▸ Given passage
Nonetheless, despite the acknowledged significance of guideway irregularity in influencing the ride comfort of maglev trains, there remain noticeable deficiencies in current research. On one hand, the in-depth understanding of the mechanism through which irregularities affect the train’s dynamic behaviour is inadequate, especially regarding how the characteristics of irregularities (such as wavelength) interact with the train’s vibration responses under different operating speeds. On the other hand, the quantitative analysis of the stochastic effects of guideway irregularities is lacking. Most existing studies either adopt simplified deterministic models of irregularities or fail to systematically quantify the probabilistic distribution of dynamic responses caused by random irregularities.

To address these research gaps, this paper establishes a stochastic guideway irregularity model for maglev systems, incorporating the measured irregularity data from the Shanghai Maglev commercial line to enhance the model’s authenticity. In addition to traditional analytical and numerical studies, recent research efforts have also focused on data-driven and signal-based modelling of high-speed train dynamics. For example, Wang et al. [31] proposed a time–frequency dual-domain deep learning approach for predicting pantograph–catenary dynamic performance, which demonstrated the potential of intelligent analysis methods for complex vehicle–infrastructure interaction problems. Inspired by these developments, the present study investigates the stochastic dynamic interaction between maglev trains and irregular guideways through a physics-based modelling framework. By integrating this model with the dynamic analysis framework, the sensitive wavelengths of irregularities that have significant impacts on vehicle vibration at different speeds are identified. Moreover, stochastic dynamics analysis is conducted to quantify the stochastic effects of irregularities, and probabilistic indicators (including standard deviation and confidence interval) are derived to characterize the dispersion and statistical distribution of key dynamic responses. These endeavours are intended to provide an in-depth insight into the mechanism of irregularity-induced vibration and offer quantitative references for the design and maintenance of maglev systems.

In addition to geometric irregularities of the guideway, external aerodynamic disturbances such as crosswinds and unsteady airflow may also influence the dynamic responses of high-speed maglev systems. Previous studies have demonstrated that crosswinds can alter the equilibrium position of suspended vehicles and significantly enhance vibration levels when combined with guideway irregularities [32]. Li et al. [33] further introduced steady aerodynamic loads into maglev dynamic models and revealed their impact on both vertical and lateral vibration indices. Yan et al. [34] employed computational fluid dynamics (CFD) to show that aerodynamic forces increase with train speed and wind velocity, potentially exacerbating instability. More recently, Huang et al. [35] pointed out that crosswinds may degrade stability margins in high-speed maglev operation. While the aerodynamic factor is important, the present study adopts a controlled-variables approach, focusing specifically on the stochastic effects of guideway irregularities under idealized aerodynamic conditions. This allows us to isolate and quantify the fundamental influence of geometric irregularities on vertical dynamics. The findings provide essential theoretical references, and future work will extend the analysis to incorporate aerodynamic excitations for a more comprehensive assessment.

▸ Exercises
(1) According to the passage on maglev guideway irregularity, which probabilistic indicators are derived to characterize the dispersion of key dynamic responses?
(2) Continue the passage on maglev guideway irregularity from its last sentence.

▸ Supplied information

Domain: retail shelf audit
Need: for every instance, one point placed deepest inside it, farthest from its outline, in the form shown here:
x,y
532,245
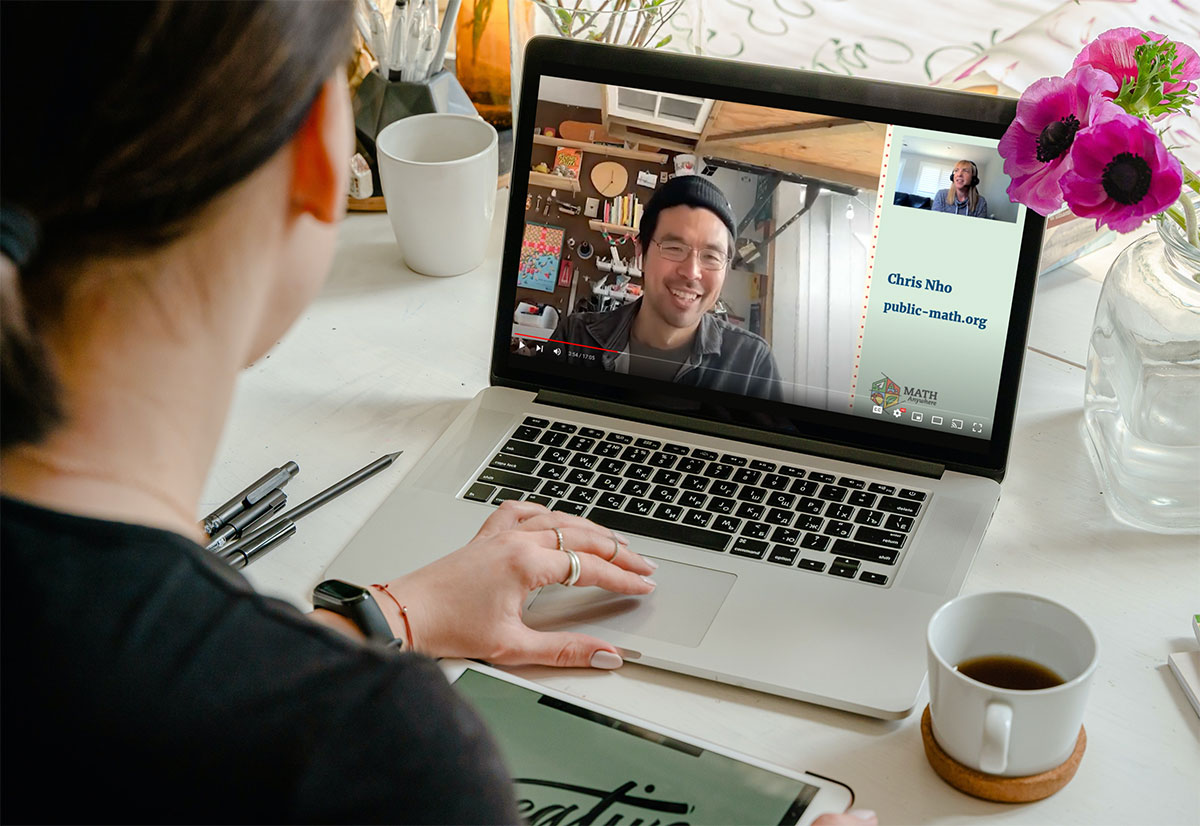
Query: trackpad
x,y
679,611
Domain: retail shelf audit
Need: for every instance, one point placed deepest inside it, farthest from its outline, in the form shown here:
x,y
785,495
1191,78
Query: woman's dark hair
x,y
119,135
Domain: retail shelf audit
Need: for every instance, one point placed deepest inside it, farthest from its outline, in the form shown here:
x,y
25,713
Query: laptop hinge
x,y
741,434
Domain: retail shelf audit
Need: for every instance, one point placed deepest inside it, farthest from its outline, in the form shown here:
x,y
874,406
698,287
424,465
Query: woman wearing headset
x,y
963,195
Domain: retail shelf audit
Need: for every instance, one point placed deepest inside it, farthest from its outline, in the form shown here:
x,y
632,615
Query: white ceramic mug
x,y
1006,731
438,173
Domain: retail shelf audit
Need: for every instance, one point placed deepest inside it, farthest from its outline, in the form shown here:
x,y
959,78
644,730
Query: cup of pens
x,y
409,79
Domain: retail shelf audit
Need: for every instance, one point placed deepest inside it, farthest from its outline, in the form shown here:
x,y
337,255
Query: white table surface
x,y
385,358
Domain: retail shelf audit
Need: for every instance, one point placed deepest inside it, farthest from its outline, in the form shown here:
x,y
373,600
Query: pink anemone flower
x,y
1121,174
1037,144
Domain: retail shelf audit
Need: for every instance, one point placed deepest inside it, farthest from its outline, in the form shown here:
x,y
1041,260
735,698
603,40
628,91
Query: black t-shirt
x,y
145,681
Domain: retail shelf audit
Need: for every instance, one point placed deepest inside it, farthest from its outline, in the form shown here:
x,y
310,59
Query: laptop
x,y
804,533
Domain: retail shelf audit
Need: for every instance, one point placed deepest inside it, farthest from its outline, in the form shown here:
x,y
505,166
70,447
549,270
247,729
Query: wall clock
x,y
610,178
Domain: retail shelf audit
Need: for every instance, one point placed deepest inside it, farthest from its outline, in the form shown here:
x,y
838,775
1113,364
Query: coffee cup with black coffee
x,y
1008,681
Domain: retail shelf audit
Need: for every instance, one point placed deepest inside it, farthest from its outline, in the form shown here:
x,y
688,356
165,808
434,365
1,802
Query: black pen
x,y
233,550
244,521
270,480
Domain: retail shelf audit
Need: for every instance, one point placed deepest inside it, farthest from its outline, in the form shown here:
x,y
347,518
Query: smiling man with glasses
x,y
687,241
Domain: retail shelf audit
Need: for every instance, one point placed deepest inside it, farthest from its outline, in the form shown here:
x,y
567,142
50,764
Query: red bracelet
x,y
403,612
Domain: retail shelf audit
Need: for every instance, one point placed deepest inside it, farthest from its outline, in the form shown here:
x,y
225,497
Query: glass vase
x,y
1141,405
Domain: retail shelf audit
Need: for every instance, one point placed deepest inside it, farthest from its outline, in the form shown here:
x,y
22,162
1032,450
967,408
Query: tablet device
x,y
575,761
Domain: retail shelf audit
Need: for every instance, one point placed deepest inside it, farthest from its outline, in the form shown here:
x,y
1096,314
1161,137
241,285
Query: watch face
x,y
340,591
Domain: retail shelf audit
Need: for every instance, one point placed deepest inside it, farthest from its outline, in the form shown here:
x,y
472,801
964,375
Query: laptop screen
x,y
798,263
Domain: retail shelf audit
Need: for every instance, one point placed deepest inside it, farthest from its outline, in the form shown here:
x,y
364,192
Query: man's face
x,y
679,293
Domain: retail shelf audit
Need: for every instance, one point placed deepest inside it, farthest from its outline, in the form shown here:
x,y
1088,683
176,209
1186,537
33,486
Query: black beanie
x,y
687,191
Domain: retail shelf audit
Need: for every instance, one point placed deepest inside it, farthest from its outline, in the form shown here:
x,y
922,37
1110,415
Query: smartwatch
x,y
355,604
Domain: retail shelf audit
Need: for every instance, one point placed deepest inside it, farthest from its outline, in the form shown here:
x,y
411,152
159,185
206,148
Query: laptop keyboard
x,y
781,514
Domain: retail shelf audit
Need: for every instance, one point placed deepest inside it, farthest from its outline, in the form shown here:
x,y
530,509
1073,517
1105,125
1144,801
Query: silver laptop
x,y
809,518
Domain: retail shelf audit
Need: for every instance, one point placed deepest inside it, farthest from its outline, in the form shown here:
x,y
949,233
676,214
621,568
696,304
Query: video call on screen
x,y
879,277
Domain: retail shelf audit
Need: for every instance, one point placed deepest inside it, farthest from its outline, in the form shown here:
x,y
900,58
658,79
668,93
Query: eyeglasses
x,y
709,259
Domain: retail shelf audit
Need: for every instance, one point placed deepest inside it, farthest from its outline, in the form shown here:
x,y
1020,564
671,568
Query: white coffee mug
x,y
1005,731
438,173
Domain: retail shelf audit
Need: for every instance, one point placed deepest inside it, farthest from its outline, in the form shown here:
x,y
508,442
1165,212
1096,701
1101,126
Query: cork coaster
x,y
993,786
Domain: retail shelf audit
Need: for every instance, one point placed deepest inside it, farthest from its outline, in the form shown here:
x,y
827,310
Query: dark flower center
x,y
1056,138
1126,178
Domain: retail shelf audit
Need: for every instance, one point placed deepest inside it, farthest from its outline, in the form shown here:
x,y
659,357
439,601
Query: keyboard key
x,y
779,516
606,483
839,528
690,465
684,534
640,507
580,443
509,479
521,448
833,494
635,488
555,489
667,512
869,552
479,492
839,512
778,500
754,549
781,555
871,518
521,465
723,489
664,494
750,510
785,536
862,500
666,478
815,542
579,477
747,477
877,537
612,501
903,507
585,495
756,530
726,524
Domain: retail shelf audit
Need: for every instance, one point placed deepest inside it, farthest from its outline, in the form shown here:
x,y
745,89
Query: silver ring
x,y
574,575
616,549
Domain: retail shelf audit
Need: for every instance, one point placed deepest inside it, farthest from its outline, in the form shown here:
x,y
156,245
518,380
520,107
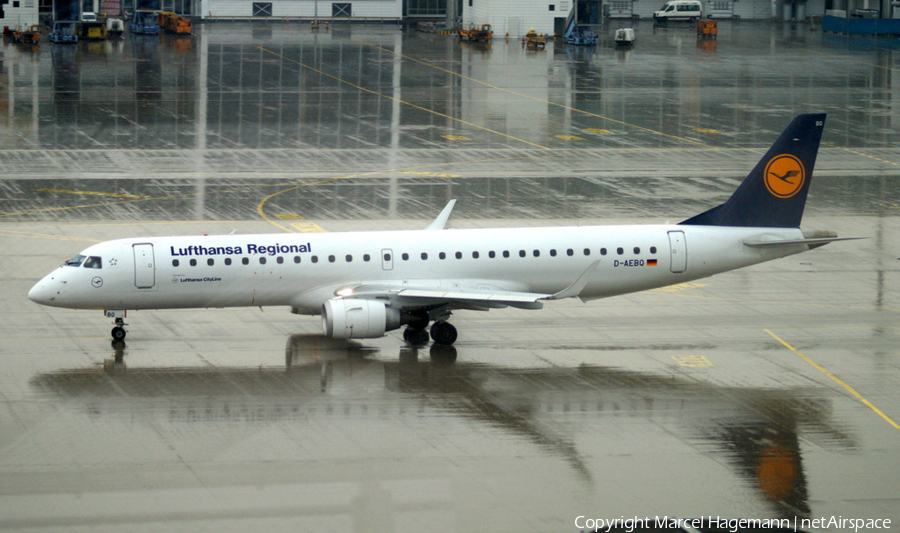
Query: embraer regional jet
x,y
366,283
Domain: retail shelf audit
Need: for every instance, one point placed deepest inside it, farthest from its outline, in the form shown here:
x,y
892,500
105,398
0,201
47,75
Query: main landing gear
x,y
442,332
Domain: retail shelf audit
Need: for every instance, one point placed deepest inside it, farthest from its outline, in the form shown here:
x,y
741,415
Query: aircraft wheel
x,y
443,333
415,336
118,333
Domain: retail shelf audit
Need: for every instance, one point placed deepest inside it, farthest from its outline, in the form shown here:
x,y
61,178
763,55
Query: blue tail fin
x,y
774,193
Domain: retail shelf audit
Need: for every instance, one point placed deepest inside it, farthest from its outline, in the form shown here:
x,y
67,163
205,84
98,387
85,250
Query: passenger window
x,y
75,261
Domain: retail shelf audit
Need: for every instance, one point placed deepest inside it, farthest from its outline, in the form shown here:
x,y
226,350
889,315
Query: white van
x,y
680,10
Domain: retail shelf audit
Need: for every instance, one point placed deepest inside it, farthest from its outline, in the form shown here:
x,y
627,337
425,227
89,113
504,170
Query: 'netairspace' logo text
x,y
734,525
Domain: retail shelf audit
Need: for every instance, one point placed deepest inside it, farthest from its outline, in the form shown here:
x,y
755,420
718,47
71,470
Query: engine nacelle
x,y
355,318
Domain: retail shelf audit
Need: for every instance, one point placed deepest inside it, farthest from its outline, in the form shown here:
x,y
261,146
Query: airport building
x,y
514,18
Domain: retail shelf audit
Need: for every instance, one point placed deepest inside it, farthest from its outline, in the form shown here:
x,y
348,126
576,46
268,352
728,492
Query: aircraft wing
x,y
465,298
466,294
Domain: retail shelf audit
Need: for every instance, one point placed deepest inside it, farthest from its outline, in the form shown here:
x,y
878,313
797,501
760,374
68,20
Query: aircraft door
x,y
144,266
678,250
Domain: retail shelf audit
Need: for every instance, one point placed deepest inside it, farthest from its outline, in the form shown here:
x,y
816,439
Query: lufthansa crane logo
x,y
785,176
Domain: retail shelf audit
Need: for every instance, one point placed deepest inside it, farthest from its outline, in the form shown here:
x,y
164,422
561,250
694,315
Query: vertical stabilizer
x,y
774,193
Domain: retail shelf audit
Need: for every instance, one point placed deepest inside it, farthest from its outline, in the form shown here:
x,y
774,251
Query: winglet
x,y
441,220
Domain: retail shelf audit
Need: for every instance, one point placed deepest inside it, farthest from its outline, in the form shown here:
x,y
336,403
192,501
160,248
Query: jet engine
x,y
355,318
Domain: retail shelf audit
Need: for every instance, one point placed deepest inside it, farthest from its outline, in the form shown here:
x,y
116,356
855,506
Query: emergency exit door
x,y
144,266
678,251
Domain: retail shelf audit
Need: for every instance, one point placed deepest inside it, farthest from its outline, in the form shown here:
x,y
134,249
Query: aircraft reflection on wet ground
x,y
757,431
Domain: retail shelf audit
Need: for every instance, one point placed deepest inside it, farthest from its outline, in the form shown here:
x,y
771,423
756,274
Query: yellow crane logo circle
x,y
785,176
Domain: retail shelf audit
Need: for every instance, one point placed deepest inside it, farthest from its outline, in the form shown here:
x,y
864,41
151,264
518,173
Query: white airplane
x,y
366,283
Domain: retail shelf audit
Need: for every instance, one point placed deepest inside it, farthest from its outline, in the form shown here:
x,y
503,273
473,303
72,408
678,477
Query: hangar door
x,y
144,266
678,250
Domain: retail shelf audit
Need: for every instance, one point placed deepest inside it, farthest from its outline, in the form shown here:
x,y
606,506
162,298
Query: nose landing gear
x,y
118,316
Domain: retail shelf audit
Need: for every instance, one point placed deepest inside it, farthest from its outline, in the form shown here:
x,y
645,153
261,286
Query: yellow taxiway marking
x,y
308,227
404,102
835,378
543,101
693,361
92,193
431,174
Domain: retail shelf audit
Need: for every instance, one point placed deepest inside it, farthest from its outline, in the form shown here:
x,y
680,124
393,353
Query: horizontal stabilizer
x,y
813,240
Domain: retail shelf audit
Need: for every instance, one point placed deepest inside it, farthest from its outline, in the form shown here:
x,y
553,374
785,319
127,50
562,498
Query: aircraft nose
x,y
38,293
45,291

▸ The results
(1) Standard deviation and confidence interval.

(2)
2. Modelling of Maglev System

In this section, a 10-degree-of-freedom maglev train–flexible guideway coupled model is developed using data from the Shanghai Maglev commercial line. The guideway is represented using the finite element method based on Euler–Bernoulli beam theory, while a linearized electromagnetic force equation is applied to couple the guideway and train dynamics. The power spectral density (PSD) characterizing the stochastic properties of guideway irregularities, obtained from measurements on the Shanghai Maglev commercial line, is integrated into the model to facilitate the evaluation of their stochastic effects.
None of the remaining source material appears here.